WHAT THE TASK ASKS: Using the records below, please work out how many lines contain "window"; answer with the number alone.

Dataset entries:
════════════════════
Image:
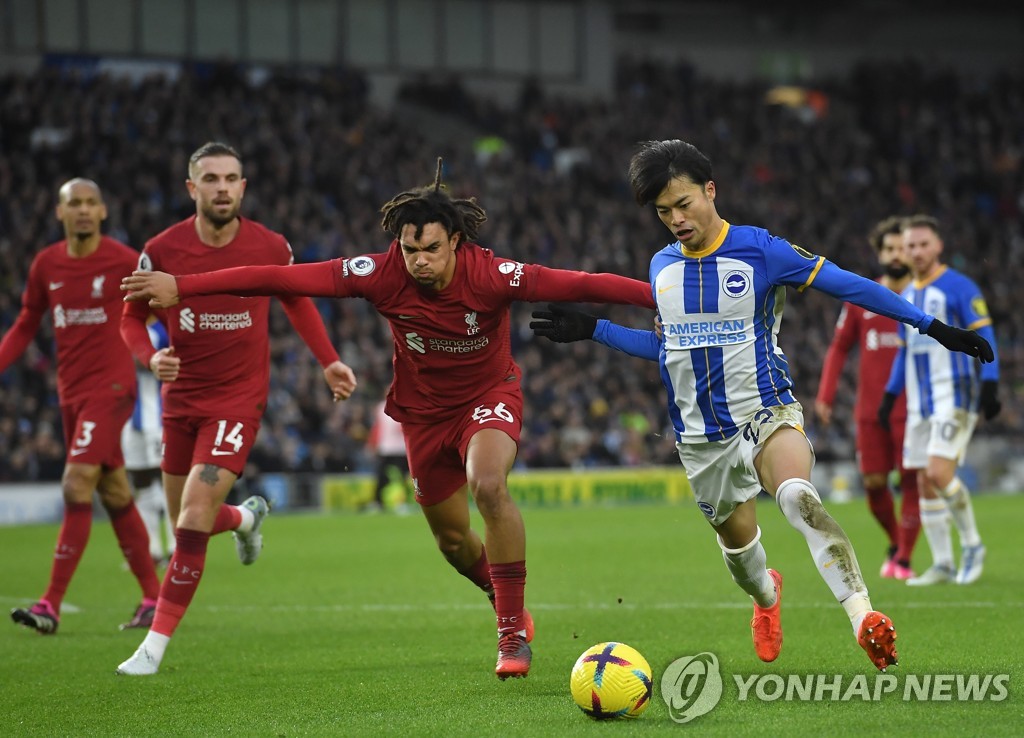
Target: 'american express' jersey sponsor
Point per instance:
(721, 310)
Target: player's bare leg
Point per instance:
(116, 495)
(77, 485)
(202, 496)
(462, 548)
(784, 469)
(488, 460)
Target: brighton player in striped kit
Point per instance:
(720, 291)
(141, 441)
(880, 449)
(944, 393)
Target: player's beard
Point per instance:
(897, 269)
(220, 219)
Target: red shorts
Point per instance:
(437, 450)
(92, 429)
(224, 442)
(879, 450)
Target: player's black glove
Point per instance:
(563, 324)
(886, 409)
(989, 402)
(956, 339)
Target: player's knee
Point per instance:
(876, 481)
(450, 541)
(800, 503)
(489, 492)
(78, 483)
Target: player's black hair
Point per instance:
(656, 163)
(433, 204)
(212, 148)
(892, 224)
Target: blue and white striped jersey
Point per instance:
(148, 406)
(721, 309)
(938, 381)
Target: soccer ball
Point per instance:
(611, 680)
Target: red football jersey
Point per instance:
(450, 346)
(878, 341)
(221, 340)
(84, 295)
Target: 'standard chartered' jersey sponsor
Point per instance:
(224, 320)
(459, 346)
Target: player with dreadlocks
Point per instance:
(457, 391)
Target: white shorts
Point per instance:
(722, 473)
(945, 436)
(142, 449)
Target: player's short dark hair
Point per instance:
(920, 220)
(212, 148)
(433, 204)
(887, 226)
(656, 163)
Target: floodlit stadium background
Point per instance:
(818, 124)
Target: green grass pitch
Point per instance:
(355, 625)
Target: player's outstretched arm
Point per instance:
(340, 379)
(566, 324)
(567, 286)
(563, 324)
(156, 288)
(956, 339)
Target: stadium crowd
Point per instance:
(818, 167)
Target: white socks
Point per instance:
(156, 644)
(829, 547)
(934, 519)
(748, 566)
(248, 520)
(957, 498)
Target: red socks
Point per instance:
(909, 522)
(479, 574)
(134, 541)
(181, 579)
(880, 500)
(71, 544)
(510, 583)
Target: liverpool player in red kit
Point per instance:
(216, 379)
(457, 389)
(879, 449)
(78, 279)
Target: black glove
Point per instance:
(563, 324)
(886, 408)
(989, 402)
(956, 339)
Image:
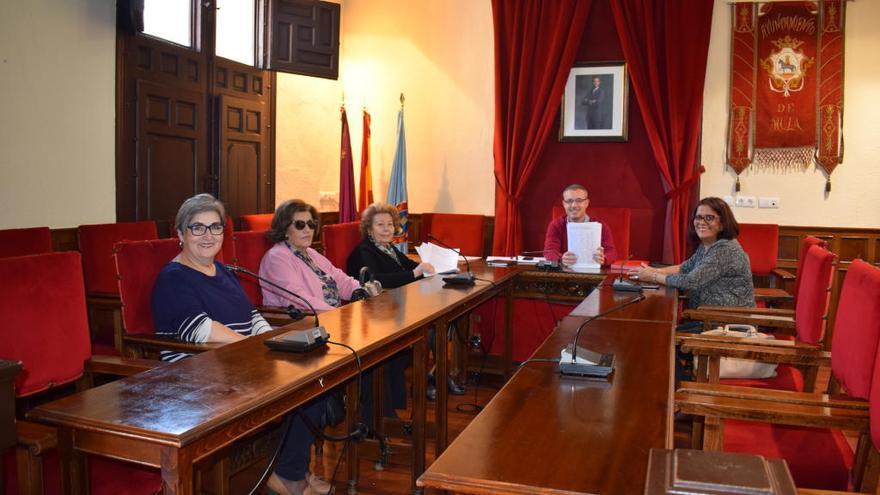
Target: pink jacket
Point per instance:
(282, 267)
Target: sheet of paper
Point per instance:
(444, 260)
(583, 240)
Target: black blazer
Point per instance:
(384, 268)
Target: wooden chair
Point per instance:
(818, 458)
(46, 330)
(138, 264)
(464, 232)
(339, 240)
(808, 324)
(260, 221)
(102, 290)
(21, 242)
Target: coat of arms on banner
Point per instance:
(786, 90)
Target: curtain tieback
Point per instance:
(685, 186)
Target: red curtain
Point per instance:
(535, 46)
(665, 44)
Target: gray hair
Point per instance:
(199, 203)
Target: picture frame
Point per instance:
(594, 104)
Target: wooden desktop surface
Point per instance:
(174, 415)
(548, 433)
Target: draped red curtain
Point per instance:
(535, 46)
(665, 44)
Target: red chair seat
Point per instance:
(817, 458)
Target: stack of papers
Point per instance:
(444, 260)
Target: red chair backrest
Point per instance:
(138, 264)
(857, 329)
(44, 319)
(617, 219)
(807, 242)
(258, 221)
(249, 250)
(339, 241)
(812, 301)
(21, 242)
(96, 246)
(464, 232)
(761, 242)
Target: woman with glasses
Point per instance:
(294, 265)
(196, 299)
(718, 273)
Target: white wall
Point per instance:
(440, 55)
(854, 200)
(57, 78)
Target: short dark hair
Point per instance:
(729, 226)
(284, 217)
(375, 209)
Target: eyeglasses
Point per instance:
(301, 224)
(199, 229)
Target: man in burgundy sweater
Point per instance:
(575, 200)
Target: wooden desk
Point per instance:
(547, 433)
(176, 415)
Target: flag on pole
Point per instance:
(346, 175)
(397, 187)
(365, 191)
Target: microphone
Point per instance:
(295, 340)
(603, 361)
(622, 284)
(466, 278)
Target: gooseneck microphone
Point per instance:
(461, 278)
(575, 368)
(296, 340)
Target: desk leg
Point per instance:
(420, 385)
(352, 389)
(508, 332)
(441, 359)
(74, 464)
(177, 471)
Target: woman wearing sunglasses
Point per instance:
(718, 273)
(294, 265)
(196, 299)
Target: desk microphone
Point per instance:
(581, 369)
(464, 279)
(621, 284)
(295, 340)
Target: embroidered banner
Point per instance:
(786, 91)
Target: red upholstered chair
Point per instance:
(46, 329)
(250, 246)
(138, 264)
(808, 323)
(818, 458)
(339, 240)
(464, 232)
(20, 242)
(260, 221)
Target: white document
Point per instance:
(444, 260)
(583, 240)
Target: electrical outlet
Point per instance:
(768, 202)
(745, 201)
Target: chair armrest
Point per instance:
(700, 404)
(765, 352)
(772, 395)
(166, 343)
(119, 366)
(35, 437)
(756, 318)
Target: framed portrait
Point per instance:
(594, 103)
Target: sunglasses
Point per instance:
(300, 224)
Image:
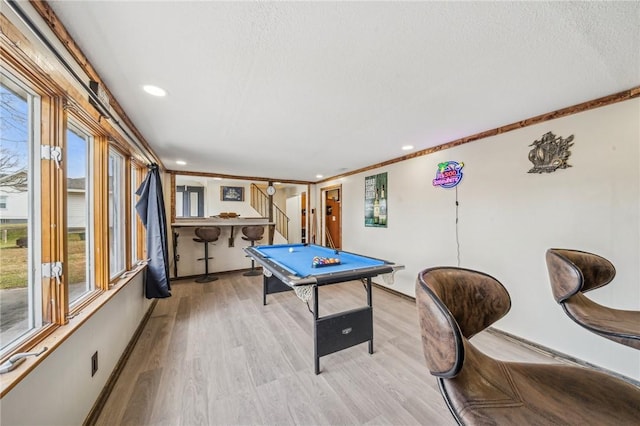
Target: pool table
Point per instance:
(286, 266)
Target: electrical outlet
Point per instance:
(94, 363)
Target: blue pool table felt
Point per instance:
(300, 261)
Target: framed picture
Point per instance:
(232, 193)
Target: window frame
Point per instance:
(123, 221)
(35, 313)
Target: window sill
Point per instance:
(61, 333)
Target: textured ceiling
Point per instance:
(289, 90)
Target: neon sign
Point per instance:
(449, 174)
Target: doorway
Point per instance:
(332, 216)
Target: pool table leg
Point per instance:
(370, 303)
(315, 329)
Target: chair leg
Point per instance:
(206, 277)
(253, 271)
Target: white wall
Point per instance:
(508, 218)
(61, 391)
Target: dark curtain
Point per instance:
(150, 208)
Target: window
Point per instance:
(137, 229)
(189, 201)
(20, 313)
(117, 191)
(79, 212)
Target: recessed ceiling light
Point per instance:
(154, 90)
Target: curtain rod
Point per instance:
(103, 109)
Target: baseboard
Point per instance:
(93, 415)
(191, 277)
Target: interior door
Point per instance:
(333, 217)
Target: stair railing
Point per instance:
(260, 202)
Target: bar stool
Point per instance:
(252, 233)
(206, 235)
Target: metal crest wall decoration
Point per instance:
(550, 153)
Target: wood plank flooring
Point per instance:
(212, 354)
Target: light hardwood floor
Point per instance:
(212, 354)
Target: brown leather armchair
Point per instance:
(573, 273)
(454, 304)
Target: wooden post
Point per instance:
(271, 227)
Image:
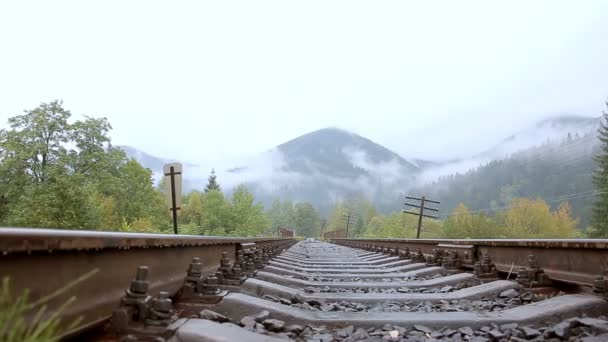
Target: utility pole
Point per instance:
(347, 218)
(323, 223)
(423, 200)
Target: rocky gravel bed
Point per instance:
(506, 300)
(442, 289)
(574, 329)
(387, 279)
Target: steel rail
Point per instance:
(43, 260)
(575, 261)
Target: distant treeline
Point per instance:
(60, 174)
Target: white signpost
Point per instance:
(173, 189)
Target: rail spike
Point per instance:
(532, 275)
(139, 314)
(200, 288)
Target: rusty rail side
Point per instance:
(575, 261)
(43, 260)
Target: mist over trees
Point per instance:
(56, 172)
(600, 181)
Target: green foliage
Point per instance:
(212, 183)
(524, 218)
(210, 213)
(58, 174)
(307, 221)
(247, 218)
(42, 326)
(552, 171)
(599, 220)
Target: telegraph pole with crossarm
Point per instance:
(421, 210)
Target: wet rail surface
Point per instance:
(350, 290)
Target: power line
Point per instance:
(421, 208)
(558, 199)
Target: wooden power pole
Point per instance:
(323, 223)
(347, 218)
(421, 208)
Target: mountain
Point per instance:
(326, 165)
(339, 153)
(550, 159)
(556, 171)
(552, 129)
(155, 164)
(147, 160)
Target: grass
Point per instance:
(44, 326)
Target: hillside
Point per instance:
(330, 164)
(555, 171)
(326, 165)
════════════════════
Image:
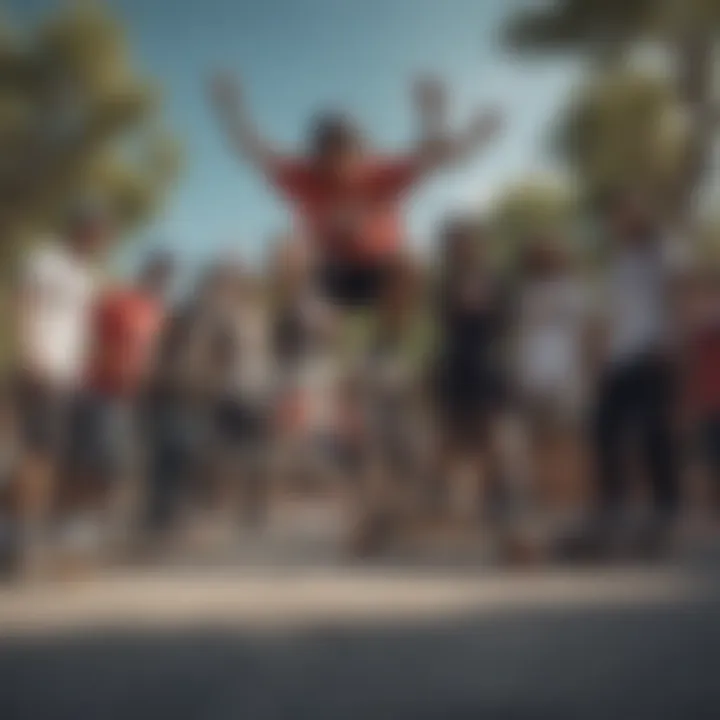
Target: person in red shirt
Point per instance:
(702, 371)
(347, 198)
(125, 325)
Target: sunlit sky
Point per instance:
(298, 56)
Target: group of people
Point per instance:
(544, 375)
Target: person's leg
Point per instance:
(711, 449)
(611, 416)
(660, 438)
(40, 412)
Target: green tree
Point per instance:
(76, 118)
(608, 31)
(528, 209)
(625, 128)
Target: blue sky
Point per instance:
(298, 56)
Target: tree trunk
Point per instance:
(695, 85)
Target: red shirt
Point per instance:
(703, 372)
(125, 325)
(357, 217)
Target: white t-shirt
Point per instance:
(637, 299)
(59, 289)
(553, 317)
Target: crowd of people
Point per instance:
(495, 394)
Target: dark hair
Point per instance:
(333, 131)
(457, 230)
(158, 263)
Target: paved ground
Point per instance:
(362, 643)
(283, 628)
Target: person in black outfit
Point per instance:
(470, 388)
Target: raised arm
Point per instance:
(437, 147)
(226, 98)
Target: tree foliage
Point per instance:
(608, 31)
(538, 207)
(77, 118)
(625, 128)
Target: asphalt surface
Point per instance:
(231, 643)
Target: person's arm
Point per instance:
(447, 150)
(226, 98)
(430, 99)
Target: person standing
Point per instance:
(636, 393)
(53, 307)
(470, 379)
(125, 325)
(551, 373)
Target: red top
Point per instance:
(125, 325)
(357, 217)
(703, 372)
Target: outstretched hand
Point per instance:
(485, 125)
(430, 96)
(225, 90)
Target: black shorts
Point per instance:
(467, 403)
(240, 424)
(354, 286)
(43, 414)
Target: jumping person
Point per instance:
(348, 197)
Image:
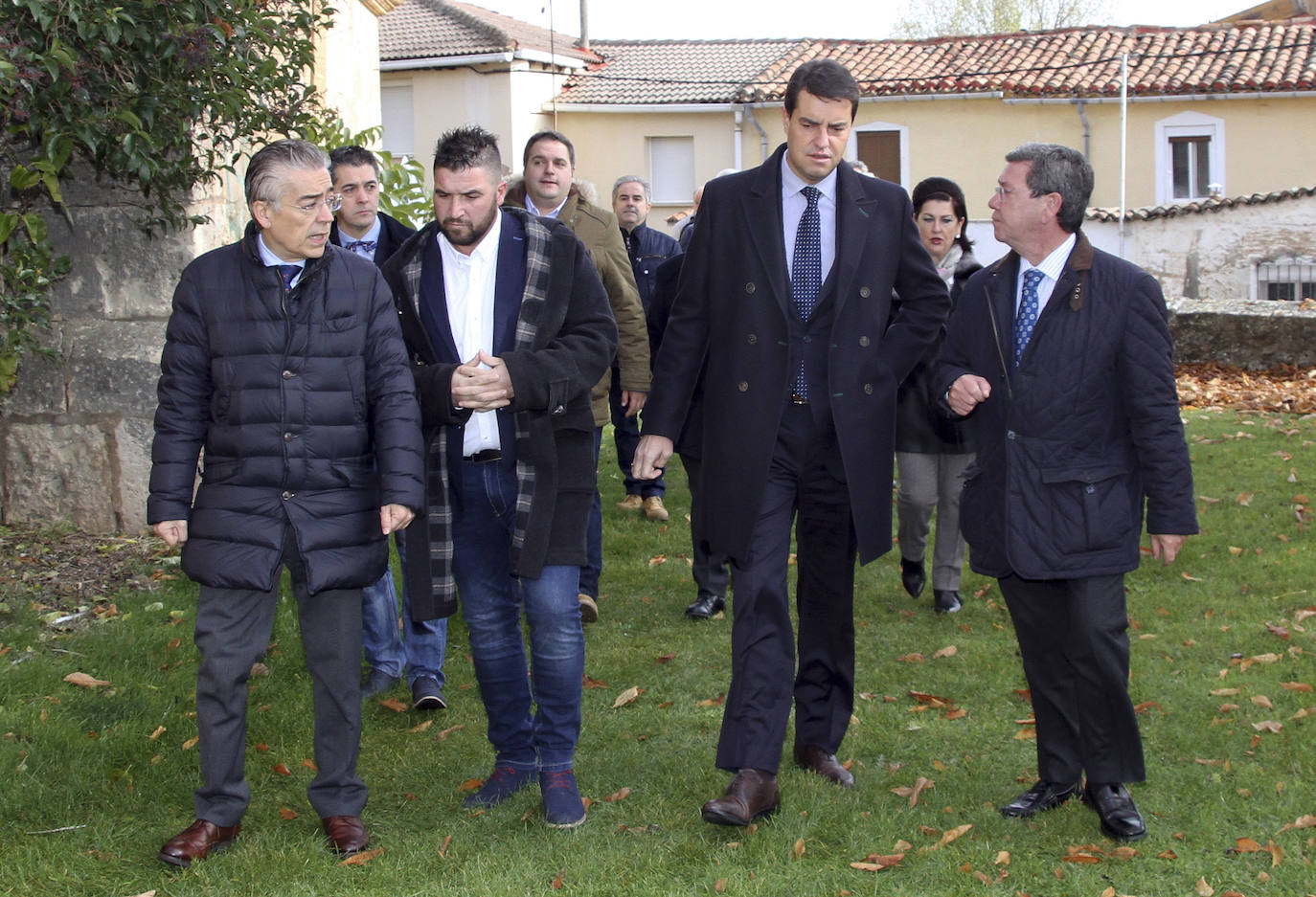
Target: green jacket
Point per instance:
════════════════════
COMPLETED TASK: 3